From the text on the facial expression dataset, extract word for word the part between "Things that inspired" and "theory between machines.", inclusive.
=== PASSAGE FOR REVIEW ===
To create the dataset, the researchers invited participants into a room filled with video cameras to have “a normal conversation between the candidate and two psychological experts” which lasts for about 30 minutes. After this, a panel of three psychologists reviewed each video and assigned labels to specific psychological states; the dataset only includes videos where all three psychologists agreed on the label. Each participant is captured from four different orientations: face-on, from the left, from the right, and an overhead view.

54 expressions: The researchers tie 54 distinct facial expressions with specific terms that – they say – correlate to emotions. These terms include things like boredom, fear, optimism, boastfulness, aggressiveness, disapproval, neglect, and more. 

Four challenges: The researchers propose four evaluation challenges people can test systems on to develop more effective facial recognition systems. These include: expression recognition with a balanced setting (ER-SS); unbalanced expression (ER-UE), where they make 20% of the facial expressions relate to particularly rare classes; unbalanced poses (ER-UP), where they assume the left-facing views are rarer than the other ones; and zero-shot ID (ER-ZID), where they try to recognize the facial expressions of people that haven’t been seen before to test “whether the model can learn the person invariant feature for emotion classification”.

What faces are useful for: The researchers show that F2ED can be used to pre-train models which are subsequently fine-tuned on other facial emotion recognition datasets, including FER2013 and JAFFE.

Why this matters: Data is one of the key fuels of AI progress, so a dataset containing a couple of hundred thousand labelled pictures of faces will be like jetfuel for human surveillance. However, the scientific basis for much of facial expression recognition is contentious, which increases the chance that the use of this technology will have unanticipated consequences.
   Read more: A Fine-Grained Facial Expression Database for End-to-End Multi-Pose Facial Expression Recognition (Arxiv).

####################################################

Tech Tales:

The Adversarial Architecture Arms Race
US Embassy, Baghdad, 2060

So a few decades ago they started letting the buildings build themselves. I guess that’s why we’re here now. 

It started like this: we decided to have the computers help us design our buildings, and so we’d ask them questions like: given a specific construction schematic, what vulnerabilities are possible? They’d come back with some kind of answer, and we’d design the building around the most conservative set of their predictions. Other governments did the same. Embassies worldwide sprouted odd appendages – strange, seemingly-illogical turrets and gantries, all designed to optimize for internal security while increasing the ability to survey and predict likely actions in the emergent environment. 

“Country lumps”, people called some of the embassies.
“State growths”
“Sovereign machines”. 

Eventually, the buildings evolved for a type of war that we’re not sure we can understand any more. Now, construction companies get called up by machines that use synthesized voices to order up buildings with slanted roofs and oddly shaped details, all designed to throw off increasingly sophisticated signals equipment. Now I get to work in buildings that feel more like mazes than places to do business. 

They say that some of the next buildings are fully ‘lights out’ – designed to ‘serve all administrative functions without an on-site human’, as the brochures from the robot designers says. The building still has doors and corridors, and even some waiting spaces for people – but for how long, I wonder? When does all of this become more efficient. When do we start hurling little boxes of computation into cities and call these the new buildings? When do we expect to have civilizations that exist solely in corridors of fibre wiring and high-speed interconnects? And how might those entities design themselves?

Things that inspired this story: Generative design; the architecture of prisons and quasi-fortress buildings; the American Embassy in Berlin; game theory between machines.
=== ENTRIES PROVIDED ===
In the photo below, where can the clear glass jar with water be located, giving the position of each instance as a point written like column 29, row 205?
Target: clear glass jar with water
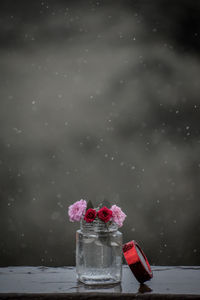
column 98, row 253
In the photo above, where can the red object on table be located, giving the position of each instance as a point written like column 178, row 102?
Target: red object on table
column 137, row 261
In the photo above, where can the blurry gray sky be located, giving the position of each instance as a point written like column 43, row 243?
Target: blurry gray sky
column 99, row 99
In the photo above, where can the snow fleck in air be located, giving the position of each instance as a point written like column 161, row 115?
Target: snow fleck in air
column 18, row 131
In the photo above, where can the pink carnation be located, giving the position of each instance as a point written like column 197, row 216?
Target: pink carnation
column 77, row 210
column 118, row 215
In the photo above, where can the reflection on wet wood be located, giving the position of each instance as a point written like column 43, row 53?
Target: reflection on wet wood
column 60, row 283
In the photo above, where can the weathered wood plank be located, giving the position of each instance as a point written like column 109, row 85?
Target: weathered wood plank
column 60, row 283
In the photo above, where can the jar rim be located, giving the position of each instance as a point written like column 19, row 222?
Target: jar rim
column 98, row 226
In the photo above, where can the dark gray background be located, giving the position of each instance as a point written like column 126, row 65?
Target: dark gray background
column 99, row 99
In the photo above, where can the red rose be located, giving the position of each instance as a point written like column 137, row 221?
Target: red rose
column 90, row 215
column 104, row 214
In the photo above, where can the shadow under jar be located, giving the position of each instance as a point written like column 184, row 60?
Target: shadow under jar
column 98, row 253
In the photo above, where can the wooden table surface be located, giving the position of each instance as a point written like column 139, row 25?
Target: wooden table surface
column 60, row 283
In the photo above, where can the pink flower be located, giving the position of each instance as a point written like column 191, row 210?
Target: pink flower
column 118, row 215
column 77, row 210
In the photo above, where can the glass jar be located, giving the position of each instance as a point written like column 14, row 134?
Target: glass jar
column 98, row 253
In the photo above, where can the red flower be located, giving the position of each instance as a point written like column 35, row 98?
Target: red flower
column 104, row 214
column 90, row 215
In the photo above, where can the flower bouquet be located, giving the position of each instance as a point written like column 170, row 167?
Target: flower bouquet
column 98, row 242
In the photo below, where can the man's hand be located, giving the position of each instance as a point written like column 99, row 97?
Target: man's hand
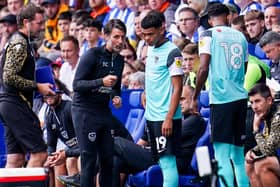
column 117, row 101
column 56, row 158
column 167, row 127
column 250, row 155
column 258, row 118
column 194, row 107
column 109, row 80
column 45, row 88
===
=== ENTRIES PROVIDED ===
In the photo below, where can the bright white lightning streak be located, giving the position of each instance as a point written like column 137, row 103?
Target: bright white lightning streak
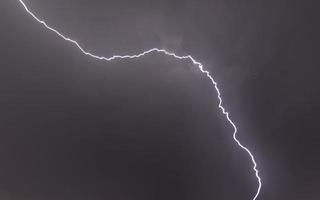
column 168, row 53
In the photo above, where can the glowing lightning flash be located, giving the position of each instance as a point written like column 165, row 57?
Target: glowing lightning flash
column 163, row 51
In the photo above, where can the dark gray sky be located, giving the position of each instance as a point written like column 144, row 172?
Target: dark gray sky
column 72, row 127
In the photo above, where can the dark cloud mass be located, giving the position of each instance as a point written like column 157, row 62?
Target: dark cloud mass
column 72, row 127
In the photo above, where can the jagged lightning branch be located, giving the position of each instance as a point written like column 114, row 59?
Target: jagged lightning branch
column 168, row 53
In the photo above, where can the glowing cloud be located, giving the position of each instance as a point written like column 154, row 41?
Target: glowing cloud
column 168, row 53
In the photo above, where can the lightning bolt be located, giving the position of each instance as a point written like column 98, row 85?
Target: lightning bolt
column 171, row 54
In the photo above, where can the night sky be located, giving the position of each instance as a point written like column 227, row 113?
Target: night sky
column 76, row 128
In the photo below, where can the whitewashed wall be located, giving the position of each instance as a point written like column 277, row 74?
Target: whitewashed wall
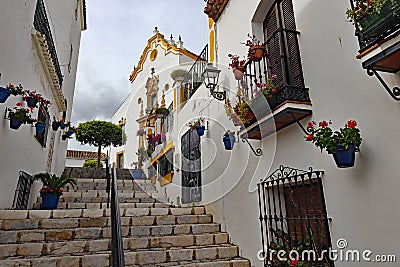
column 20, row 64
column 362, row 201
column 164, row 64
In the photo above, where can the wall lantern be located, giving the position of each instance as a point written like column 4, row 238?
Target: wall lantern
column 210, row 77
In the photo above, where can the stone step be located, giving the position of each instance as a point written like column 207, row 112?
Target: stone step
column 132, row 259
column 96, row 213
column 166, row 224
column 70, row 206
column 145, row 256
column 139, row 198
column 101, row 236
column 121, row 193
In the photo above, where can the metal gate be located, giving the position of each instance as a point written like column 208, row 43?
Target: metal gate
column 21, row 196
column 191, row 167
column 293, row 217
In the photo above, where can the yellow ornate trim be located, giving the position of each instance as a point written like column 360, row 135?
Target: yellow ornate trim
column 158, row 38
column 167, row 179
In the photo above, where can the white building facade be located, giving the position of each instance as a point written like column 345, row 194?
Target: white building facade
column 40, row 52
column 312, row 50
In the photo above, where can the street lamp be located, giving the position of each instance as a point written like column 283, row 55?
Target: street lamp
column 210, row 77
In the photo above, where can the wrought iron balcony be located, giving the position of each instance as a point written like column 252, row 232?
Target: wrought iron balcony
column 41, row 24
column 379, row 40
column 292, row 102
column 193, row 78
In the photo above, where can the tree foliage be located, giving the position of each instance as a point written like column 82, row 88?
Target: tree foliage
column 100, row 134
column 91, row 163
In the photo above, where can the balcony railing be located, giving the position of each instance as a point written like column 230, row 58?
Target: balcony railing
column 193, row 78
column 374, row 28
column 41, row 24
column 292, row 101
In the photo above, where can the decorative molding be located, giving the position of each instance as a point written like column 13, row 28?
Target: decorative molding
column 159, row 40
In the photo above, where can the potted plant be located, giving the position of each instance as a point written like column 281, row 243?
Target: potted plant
===
=== ENTRIES PROVIDED ===
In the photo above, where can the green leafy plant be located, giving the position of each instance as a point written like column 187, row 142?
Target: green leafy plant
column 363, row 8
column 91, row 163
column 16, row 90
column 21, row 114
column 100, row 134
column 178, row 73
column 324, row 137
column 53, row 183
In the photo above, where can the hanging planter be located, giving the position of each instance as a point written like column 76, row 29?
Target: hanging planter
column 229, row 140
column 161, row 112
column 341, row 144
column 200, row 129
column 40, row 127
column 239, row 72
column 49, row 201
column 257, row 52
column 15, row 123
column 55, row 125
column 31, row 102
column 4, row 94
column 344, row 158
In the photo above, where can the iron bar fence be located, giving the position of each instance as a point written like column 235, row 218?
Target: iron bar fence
===
- _SOLUTION TO THE PROBLEM_:
Things that inspired this story: Generative design; the architecture of prisons and quasi-fortress buildings; the American Embassy in Berlin; game theory between machines.